[Exercise objective]:
If a line in the entries includes "below", show that line.

[Input]:
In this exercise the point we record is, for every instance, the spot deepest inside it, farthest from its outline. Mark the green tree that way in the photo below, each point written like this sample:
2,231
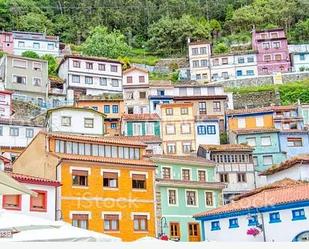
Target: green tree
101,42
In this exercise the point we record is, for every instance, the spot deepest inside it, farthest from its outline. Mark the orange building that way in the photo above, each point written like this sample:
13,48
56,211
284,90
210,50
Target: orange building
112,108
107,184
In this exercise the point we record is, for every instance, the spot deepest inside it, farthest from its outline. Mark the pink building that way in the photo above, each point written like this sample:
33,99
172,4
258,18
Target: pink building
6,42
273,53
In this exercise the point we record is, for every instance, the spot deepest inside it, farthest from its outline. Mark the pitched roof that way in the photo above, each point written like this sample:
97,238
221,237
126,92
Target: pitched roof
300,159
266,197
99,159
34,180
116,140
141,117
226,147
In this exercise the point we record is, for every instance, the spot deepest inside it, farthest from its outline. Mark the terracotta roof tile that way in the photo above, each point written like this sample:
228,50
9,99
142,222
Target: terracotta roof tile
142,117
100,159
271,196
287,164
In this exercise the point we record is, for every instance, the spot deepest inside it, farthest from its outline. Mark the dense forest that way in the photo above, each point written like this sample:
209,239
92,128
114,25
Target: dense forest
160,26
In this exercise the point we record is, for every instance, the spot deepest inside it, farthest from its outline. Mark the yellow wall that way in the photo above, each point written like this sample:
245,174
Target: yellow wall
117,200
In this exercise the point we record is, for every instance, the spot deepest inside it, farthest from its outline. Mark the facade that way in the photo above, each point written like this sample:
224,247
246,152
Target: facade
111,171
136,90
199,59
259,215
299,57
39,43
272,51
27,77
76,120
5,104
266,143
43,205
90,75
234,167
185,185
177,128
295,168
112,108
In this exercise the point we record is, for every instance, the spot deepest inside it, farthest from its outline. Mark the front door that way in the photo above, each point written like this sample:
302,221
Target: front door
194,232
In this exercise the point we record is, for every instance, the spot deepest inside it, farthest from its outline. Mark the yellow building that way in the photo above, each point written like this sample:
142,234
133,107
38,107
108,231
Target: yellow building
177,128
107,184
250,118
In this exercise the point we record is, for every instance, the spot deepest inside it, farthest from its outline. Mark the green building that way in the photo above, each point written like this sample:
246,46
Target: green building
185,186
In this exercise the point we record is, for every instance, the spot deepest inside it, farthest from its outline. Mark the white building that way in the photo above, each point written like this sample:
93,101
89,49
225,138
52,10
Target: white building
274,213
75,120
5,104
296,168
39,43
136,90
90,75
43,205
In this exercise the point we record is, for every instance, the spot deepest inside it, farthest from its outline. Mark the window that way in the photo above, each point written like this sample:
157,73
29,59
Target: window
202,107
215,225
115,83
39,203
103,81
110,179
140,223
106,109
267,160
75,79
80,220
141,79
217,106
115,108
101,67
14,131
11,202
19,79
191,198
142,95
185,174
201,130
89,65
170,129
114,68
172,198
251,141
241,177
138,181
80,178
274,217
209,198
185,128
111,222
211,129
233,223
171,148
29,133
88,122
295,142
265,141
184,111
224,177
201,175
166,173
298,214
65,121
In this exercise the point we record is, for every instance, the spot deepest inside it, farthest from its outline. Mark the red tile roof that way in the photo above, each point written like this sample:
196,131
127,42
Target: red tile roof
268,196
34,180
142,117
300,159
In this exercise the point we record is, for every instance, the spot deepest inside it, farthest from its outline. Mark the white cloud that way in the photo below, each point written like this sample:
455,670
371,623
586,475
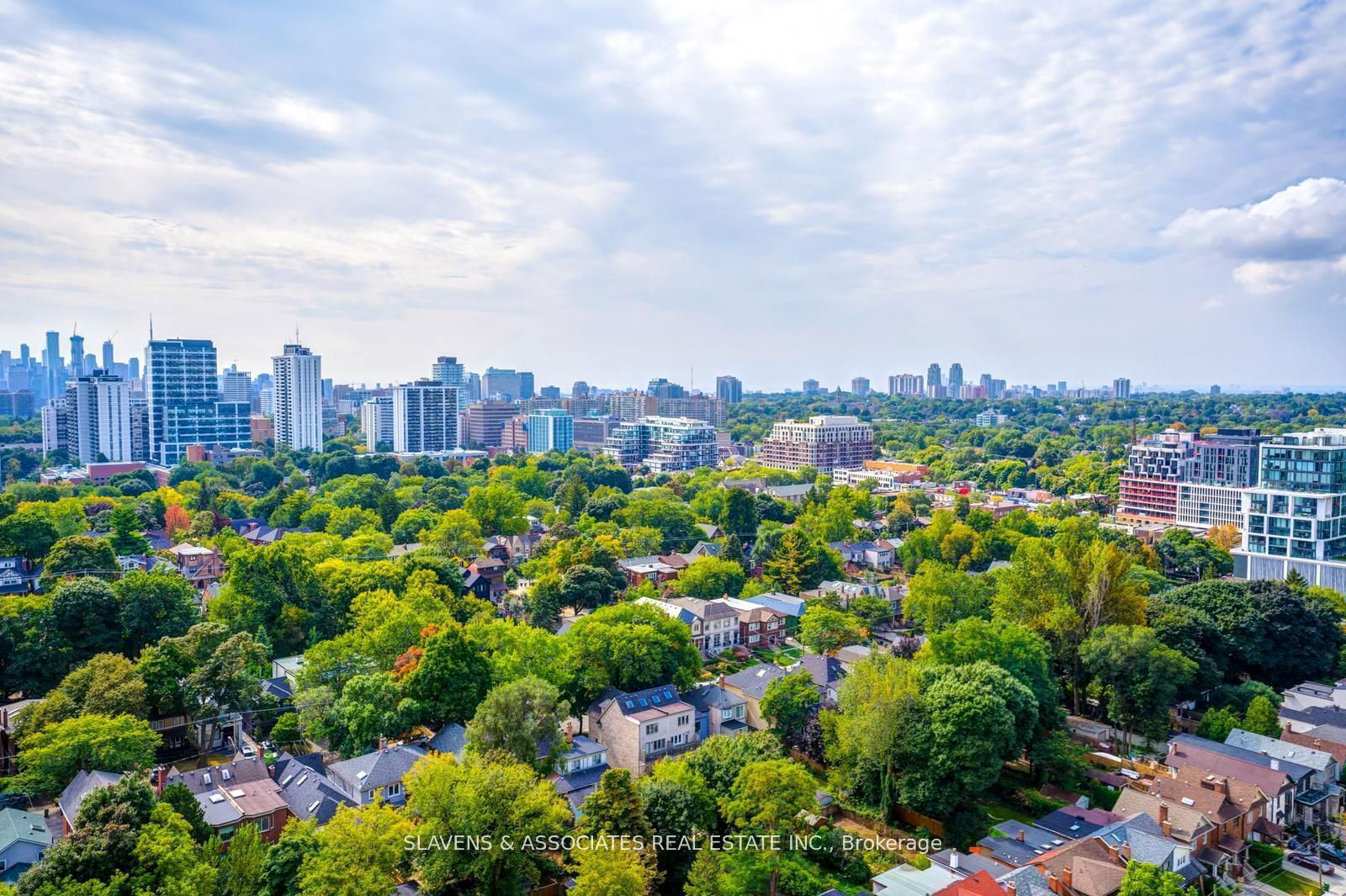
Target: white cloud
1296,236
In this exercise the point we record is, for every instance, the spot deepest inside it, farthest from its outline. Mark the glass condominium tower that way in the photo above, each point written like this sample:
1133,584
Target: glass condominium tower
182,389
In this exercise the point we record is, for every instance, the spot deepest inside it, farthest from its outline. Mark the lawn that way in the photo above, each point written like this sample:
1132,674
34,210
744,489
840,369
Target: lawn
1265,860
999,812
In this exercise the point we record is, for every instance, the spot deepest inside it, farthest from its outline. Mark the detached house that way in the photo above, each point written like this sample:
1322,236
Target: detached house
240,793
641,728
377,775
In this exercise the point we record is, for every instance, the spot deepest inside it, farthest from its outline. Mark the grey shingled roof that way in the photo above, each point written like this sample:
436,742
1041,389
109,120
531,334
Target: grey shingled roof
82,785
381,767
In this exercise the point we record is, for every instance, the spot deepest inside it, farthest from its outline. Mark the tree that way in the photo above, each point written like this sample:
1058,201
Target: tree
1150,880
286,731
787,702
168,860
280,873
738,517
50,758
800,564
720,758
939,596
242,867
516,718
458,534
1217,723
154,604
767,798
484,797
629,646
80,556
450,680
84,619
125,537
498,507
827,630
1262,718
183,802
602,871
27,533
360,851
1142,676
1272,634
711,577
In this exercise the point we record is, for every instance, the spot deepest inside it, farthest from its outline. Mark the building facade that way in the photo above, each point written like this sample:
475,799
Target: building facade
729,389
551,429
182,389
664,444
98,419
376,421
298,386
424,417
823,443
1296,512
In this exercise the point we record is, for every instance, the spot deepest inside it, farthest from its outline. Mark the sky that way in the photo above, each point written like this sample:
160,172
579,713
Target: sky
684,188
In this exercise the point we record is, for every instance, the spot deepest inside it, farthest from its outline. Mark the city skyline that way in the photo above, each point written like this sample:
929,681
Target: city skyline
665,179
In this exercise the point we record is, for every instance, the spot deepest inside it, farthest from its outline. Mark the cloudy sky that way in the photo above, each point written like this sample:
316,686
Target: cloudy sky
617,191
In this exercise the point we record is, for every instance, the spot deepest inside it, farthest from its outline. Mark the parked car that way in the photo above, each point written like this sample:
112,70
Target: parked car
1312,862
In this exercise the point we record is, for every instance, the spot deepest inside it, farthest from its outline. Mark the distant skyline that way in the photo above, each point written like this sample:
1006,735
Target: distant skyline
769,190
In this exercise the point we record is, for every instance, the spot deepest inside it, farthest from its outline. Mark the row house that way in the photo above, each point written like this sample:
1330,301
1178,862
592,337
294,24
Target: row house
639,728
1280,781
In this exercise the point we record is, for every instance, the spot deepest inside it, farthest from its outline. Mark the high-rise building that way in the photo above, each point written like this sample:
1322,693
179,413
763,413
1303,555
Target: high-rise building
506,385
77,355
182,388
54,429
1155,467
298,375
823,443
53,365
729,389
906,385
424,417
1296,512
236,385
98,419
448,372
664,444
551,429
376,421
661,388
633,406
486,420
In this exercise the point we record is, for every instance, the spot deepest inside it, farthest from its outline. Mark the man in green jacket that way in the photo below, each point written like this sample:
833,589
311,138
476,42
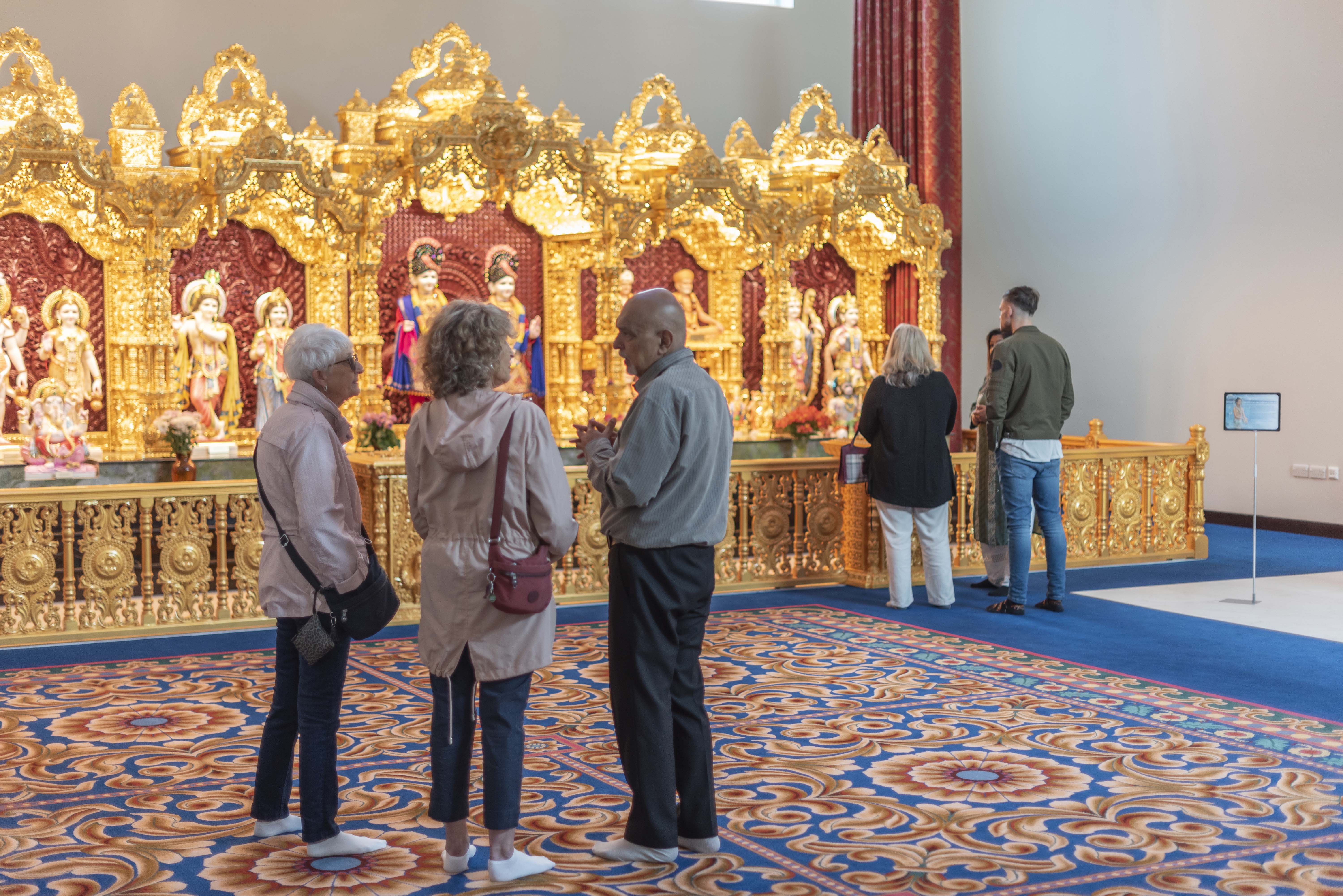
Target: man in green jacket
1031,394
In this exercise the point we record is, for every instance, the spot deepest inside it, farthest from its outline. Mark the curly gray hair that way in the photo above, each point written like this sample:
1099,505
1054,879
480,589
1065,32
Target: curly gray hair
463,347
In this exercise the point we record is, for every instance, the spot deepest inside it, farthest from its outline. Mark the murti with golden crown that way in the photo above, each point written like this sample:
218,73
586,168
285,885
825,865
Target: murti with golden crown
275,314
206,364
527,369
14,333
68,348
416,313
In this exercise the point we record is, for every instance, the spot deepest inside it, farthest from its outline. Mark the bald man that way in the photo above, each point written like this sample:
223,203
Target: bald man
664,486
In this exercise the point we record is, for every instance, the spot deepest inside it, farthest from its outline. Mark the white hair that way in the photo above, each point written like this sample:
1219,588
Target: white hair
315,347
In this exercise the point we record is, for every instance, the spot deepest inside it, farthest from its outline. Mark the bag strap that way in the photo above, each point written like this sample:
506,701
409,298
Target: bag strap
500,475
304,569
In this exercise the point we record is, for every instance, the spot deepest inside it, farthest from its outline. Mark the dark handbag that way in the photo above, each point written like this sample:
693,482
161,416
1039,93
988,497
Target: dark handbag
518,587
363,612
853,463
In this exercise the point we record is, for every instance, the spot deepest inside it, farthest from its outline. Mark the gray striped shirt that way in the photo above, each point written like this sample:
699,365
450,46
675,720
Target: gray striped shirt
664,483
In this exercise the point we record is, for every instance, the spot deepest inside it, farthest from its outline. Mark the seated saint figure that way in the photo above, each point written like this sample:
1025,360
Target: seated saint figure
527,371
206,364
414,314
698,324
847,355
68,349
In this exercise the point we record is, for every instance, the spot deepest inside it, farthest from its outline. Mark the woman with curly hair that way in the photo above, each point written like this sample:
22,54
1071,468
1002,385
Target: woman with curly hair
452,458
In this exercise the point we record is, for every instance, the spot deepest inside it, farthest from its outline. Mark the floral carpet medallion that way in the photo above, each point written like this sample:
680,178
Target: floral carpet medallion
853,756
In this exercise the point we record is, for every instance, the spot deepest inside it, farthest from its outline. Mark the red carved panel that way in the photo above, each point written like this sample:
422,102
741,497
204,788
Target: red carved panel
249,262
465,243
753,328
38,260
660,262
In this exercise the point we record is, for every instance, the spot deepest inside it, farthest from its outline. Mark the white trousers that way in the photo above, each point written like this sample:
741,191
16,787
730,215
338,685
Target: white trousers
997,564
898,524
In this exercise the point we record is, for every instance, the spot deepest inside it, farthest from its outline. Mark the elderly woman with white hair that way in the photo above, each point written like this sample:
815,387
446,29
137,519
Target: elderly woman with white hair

[Task response]:
In this exercise the point we record is, for every instance, the spot deepest inside it, farthest from its outline. Mark the green tree that way in the photo below, each point written like this sample:
In this exercise the point we record is, for every instance, the spot deepest inside it, farthest from its outline. Mark the white cloud that way in the photo below, each point written like this sample:
In this exercise the point we record is, for every instance, the spot deepest inside it, farthest from its outline. Mark the man in green jacket that way in the photo below, each point written like this sample:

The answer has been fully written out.